/---

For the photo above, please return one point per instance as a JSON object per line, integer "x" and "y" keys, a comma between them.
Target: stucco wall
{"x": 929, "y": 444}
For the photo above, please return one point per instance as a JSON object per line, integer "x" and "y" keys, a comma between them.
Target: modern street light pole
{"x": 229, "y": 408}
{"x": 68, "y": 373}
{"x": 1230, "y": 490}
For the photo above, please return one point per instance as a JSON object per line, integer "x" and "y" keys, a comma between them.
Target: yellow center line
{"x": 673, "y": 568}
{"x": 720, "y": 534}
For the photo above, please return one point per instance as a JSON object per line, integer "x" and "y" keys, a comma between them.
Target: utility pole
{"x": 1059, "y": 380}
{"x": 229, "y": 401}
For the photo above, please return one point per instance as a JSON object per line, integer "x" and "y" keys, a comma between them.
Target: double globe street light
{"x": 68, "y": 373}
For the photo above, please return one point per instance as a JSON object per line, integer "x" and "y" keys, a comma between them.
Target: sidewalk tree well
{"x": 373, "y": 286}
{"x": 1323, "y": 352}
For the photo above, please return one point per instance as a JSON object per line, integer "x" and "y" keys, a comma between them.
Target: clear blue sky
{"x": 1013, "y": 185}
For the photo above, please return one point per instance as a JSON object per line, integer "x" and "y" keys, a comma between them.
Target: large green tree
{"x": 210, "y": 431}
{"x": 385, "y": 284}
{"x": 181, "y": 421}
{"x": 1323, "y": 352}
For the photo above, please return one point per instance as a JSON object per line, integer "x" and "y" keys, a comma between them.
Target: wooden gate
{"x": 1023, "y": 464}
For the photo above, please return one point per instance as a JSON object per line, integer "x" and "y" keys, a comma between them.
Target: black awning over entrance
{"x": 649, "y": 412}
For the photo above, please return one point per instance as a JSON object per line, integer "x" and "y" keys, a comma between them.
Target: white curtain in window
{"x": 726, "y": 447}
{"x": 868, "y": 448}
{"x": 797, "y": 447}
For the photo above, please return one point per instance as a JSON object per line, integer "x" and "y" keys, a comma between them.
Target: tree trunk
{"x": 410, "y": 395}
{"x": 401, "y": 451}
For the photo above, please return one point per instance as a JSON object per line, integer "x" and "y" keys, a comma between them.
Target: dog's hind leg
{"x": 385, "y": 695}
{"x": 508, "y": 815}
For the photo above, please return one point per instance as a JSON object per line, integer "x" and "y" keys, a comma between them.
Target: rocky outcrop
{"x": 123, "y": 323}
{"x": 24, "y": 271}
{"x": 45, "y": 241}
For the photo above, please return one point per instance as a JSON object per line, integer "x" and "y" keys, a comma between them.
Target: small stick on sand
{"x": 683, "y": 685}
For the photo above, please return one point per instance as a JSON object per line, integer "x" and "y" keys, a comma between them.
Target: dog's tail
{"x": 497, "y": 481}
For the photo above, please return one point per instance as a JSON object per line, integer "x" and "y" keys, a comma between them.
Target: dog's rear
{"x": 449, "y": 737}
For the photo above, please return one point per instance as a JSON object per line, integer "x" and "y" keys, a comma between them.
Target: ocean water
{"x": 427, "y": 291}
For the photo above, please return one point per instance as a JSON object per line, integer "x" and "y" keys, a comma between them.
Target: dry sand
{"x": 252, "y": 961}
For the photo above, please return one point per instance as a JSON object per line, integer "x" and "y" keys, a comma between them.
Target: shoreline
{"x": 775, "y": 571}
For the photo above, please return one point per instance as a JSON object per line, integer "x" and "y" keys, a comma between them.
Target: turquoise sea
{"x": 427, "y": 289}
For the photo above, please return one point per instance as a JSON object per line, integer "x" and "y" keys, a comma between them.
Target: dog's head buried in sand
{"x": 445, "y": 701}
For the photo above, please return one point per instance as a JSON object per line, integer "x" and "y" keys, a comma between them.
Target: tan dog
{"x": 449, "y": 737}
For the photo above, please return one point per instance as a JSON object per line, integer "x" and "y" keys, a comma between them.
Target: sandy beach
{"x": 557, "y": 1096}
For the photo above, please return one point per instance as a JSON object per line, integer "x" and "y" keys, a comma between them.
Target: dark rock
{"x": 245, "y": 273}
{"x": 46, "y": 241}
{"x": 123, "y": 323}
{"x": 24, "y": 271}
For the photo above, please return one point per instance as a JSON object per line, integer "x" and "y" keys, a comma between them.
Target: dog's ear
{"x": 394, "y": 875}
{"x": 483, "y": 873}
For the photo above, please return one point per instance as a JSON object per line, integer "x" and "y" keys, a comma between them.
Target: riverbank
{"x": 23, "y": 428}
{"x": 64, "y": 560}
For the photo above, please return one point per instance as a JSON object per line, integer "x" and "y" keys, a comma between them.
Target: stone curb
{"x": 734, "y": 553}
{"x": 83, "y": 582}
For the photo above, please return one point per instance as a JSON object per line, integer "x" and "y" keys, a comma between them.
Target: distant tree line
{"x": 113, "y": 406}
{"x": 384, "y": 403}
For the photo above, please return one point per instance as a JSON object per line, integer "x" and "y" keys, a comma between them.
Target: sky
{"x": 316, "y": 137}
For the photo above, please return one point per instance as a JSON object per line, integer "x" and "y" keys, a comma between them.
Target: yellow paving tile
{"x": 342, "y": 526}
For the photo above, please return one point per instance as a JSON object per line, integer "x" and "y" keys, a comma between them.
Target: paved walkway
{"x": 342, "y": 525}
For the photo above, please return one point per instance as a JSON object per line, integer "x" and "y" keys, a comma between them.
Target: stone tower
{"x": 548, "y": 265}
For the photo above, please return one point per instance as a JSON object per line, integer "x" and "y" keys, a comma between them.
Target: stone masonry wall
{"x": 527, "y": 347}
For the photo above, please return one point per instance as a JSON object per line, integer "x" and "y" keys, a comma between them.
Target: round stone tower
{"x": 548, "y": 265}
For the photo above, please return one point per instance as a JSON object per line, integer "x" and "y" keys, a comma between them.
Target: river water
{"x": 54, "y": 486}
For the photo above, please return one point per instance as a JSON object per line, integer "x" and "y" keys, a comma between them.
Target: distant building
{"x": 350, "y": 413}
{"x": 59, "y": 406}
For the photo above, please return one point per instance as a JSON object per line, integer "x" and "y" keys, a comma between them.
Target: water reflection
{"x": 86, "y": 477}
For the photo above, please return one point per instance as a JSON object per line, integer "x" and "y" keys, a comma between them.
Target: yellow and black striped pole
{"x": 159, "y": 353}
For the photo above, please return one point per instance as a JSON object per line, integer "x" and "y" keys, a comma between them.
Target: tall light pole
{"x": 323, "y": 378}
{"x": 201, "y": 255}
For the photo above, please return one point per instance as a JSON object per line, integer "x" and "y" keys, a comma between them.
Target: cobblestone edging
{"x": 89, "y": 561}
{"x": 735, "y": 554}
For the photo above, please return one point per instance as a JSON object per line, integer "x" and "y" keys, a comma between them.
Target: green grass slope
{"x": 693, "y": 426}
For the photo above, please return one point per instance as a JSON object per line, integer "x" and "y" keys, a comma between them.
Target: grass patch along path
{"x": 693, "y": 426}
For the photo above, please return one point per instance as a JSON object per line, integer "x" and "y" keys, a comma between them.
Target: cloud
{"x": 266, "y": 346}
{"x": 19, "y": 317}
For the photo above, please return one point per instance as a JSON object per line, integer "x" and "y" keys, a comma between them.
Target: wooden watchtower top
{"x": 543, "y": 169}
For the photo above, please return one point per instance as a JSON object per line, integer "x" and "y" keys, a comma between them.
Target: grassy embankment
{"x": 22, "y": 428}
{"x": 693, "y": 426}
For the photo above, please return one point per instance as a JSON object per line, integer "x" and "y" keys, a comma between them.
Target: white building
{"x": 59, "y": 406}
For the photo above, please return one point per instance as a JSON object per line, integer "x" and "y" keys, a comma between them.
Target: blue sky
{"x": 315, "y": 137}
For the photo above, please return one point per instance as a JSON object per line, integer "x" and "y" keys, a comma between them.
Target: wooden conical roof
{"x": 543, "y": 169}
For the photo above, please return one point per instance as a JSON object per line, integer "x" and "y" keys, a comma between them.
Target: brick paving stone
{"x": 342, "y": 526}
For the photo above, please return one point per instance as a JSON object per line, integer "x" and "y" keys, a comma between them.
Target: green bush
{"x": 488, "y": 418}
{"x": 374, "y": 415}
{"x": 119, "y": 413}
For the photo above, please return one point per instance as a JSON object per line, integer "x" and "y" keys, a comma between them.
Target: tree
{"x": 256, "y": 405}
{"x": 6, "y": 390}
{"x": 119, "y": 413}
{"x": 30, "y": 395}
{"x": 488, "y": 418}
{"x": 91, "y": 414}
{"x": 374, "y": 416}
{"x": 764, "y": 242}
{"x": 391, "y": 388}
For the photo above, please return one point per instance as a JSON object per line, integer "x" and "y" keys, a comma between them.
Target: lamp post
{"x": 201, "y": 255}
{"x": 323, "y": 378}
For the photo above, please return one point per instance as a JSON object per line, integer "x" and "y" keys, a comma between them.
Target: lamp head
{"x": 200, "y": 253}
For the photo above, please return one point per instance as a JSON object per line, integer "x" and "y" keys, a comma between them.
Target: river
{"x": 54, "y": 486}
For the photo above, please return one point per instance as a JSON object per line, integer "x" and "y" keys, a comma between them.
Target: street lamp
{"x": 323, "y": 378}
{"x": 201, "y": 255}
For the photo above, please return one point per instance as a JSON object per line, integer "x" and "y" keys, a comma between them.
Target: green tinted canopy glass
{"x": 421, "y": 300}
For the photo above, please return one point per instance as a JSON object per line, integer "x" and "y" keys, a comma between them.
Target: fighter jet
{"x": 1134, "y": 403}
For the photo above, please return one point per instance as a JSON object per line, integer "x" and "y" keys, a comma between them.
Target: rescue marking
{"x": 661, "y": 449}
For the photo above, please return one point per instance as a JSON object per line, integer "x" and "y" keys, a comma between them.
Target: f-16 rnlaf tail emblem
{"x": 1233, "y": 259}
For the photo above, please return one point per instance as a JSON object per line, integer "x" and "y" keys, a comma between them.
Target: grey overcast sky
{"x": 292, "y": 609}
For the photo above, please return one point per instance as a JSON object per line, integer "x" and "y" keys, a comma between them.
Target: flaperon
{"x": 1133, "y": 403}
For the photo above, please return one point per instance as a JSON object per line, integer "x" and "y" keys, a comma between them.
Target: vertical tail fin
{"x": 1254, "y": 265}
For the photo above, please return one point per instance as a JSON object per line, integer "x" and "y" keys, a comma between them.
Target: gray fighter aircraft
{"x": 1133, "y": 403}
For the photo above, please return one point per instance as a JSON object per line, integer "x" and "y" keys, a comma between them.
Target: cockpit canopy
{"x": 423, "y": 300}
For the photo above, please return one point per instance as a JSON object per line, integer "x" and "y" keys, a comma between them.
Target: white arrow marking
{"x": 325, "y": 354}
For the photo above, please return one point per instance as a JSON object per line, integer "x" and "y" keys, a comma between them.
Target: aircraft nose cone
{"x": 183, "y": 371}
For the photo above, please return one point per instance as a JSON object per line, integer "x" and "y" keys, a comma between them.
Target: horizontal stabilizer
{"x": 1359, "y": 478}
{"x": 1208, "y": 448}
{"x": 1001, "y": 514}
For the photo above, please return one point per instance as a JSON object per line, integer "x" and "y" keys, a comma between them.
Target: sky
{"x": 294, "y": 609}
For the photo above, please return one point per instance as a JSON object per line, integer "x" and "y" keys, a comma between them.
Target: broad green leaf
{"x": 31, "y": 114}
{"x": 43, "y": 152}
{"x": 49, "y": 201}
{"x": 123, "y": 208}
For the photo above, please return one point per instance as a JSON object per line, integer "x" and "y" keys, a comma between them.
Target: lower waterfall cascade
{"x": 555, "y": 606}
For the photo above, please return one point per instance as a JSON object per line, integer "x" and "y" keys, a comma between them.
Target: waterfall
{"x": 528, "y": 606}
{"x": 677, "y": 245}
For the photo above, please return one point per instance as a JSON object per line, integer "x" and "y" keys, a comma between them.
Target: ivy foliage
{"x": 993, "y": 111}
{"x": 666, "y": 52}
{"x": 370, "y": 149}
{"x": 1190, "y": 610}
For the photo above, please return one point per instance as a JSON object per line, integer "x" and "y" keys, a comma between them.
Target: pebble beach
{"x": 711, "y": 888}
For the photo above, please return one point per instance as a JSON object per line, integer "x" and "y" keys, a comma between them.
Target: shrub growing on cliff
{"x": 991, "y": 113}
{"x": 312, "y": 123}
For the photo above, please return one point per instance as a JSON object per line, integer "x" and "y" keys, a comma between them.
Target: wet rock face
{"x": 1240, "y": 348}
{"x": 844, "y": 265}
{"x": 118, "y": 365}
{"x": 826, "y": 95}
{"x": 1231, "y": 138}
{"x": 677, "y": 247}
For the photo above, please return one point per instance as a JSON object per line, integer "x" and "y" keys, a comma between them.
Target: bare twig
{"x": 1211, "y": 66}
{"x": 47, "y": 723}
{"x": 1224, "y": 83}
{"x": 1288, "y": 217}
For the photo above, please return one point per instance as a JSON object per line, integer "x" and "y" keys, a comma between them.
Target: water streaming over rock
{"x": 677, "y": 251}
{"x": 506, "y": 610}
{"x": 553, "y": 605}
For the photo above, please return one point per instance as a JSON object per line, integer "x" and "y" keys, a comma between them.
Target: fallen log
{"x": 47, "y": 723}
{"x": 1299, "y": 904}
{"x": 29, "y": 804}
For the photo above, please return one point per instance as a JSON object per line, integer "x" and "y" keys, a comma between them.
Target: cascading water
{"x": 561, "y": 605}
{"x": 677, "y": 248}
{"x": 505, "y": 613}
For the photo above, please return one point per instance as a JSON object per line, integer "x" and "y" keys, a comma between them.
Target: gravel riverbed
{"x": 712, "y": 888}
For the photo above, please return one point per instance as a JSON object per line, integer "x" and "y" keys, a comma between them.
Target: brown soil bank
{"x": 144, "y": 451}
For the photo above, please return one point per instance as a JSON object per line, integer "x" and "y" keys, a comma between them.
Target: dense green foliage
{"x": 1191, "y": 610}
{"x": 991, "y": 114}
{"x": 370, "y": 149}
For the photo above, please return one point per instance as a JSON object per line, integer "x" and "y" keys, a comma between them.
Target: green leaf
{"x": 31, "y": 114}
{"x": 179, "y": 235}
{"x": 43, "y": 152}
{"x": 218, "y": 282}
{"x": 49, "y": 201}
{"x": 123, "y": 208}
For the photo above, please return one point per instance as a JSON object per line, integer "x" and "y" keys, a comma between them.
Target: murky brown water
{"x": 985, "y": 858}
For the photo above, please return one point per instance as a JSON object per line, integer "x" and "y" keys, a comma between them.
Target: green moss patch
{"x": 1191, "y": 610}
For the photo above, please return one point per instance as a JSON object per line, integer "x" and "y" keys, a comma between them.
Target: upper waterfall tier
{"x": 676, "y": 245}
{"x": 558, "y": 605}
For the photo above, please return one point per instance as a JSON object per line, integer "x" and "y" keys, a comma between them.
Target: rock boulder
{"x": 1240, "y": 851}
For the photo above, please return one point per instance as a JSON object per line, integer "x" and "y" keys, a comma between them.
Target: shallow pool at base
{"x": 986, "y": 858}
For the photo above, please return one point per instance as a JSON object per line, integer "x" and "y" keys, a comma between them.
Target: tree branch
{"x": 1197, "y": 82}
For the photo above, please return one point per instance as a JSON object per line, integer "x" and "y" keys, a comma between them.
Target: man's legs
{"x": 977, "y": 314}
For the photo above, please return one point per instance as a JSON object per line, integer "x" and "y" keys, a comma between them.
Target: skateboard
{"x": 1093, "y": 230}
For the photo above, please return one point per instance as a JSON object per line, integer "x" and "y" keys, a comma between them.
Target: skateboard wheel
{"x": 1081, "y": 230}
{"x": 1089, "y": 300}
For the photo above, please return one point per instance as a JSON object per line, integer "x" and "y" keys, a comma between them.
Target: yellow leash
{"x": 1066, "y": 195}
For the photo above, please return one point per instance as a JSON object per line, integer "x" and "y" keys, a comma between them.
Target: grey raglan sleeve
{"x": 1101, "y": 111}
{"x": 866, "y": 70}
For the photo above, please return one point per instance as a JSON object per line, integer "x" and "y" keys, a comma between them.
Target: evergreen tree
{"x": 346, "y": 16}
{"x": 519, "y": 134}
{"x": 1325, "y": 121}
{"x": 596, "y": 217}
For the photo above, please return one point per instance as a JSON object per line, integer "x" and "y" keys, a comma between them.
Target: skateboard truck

\---

◆ **AIM OF THE EXERCISE**
Which lines of the listing above contain the word "head"? Show each one, with case counting.

◆ **RESULT OF THIS EXERCISE**
Target: dog's head buried in sand
Target: lamp head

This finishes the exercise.